== DOCUMENT PASSAGE ==

-.-.-

This means that they can tell you what classes might help you sharpen up a particular skill or even find you relevant training to help you in a specific area. They can help you create an action plan and then follow through with it, helping you get all of the relevant coursework and extracurricular training you can get. 

Some of the tasks a career advisor may assist you with include:

  • Teaching you about the current job market and the application of your specific degree in the field
  • Helping you calculate a ballpark range of your starting and projected salaries
  • Helping you compare different internships or job opportunities to determine your best options
  • Teaching you about the application process and aiding you in creating a resume or cover letter
  • Setting you up to participate in workshops for job interview preparedness 
  • Participating in mock interviews with you so you can get real, applicable practice before you step into your potential employer’s office

Overall, your career services advisor will be your best source for anything you might need to ensure your success when you step out into the world and prepare for the job of your dreams.

Where Do Career Services Advisors Work?

-.-.-

== DATASET ROWS ==
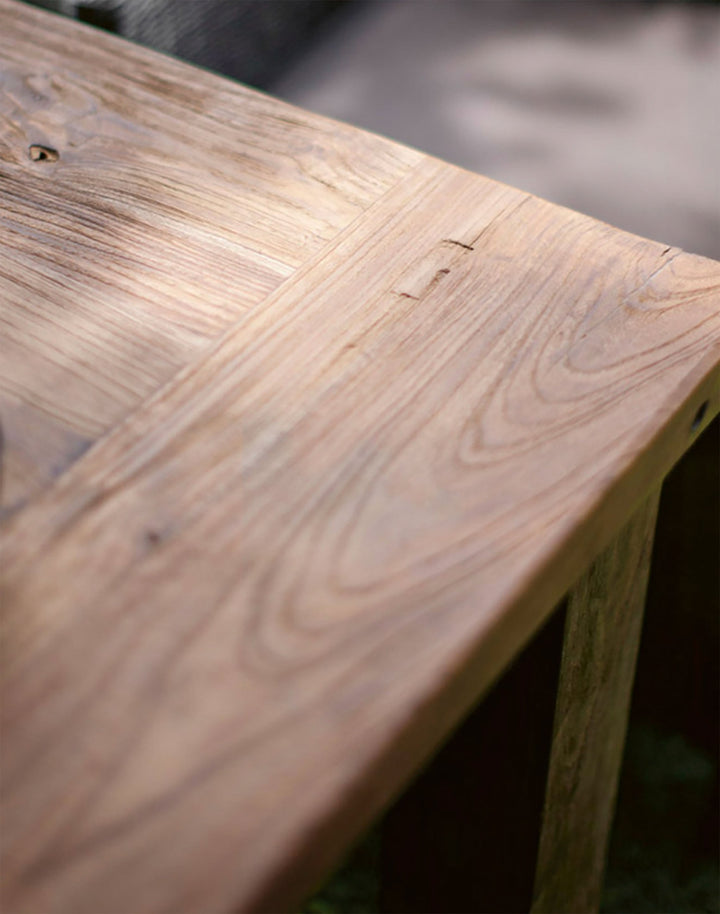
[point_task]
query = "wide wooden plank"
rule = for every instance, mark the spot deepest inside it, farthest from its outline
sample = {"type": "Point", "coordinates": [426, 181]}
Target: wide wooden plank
{"type": "Point", "coordinates": [144, 205]}
{"type": "Point", "coordinates": [602, 636]}
{"type": "Point", "coordinates": [236, 625]}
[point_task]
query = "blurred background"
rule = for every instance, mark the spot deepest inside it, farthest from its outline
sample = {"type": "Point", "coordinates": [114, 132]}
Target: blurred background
{"type": "Point", "coordinates": [611, 107]}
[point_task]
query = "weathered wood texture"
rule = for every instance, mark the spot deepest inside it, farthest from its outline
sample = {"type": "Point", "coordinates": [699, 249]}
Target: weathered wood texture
{"type": "Point", "coordinates": [149, 156]}
{"type": "Point", "coordinates": [238, 623]}
{"type": "Point", "coordinates": [602, 635]}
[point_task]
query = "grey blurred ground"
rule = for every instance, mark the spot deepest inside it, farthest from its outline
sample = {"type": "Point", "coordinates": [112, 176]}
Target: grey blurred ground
{"type": "Point", "coordinates": [612, 108]}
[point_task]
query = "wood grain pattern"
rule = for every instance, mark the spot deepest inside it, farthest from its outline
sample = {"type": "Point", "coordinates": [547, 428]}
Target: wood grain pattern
{"type": "Point", "coordinates": [236, 626]}
{"type": "Point", "coordinates": [171, 201]}
{"type": "Point", "coordinates": [602, 636]}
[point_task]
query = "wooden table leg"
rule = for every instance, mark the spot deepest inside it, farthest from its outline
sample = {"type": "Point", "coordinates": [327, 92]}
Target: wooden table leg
{"type": "Point", "coordinates": [602, 634]}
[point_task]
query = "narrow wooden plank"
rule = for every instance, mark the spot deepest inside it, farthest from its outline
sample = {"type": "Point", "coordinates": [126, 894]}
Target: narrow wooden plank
{"type": "Point", "coordinates": [236, 626]}
{"type": "Point", "coordinates": [171, 202]}
{"type": "Point", "coordinates": [602, 635]}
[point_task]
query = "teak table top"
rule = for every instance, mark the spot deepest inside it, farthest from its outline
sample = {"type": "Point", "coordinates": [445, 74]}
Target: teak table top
{"type": "Point", "coordinates": [305, 435]}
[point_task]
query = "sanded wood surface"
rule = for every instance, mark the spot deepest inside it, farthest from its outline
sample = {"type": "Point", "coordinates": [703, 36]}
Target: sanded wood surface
{"type": "Point", "coordinates": [602, 636]}
{"type": "Point", "coordinates": [147, 156]}
{"type": "Point", "coordinates": [236, 625]}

-.-.-

== COMPLETE THE FOLLOWING ==
• 1. In the passage on career advisors, what does practicing mock interviews with an advisor let you get?
• 2. Copy out the part of the passage on career advisors word for word, starting with "This means that" and going on through "you can get.".
The listing is separate material and has no connection to the passage on career advisors.

== RESPONSES FOR EACH TASK ==
• 1. Real, applicable practice before you step into your potential employer's office.

• 2.
This means that they can tell you what classes might help you sharpen up a particular skill or even find you relevant training to help you in a specific area. They can help you create an action plan and then follow through with it, helping you get all of the relevant coursework and extracurricular training you can get.